▶ _Goal of the exercise_: Exactly the lines from the one with "hmm ok lemme think — yeah i need the deer hind" to the end of the listing must be repeated, both ends included, with nothing added.

------------------------------

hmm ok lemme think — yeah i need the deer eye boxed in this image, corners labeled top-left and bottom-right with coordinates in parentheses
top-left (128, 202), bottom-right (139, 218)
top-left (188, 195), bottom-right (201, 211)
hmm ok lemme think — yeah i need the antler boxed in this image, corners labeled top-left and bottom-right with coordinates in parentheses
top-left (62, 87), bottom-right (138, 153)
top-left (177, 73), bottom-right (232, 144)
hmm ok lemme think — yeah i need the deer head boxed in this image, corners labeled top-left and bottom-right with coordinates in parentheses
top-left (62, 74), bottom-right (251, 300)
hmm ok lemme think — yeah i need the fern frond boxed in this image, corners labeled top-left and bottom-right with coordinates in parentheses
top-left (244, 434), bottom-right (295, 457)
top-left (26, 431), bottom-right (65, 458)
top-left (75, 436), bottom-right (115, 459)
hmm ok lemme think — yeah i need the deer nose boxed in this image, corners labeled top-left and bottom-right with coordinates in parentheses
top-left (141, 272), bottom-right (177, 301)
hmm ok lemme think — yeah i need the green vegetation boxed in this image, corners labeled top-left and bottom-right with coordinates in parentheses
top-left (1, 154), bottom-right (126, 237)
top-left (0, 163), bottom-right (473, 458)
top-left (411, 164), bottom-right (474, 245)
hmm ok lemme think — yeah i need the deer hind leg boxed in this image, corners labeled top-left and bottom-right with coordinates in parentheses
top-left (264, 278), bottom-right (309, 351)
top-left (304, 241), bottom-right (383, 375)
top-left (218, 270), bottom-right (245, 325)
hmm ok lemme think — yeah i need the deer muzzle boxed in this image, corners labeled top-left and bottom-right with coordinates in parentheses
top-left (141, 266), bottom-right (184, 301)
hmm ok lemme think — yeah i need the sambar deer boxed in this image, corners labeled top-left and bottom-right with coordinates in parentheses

------------------------------

▶ _Written answer_:
hmm ok lemme think — yeah i need the deer hind leg boxed in this image, corners labeled top-left and bottom-right with coordinates in parentheses
top-left (264, 278), bottom-right (309, 351)
top-left (304, 241), bottom-right (383, 375)
top-left (218, 270), bottom-right (245, 325)
hmm ok lemme think — yeah i need the deer muzzle boxed in this image, corners labeled top-left and bottom-right with coordinates in parentheses
top-left (141, 266), bottom-right (184, 301)
hmm ok lemme think — yeah i need the sambar deer boxed in this image, corners labeled top-left and bottom-right with coordinates in parentheses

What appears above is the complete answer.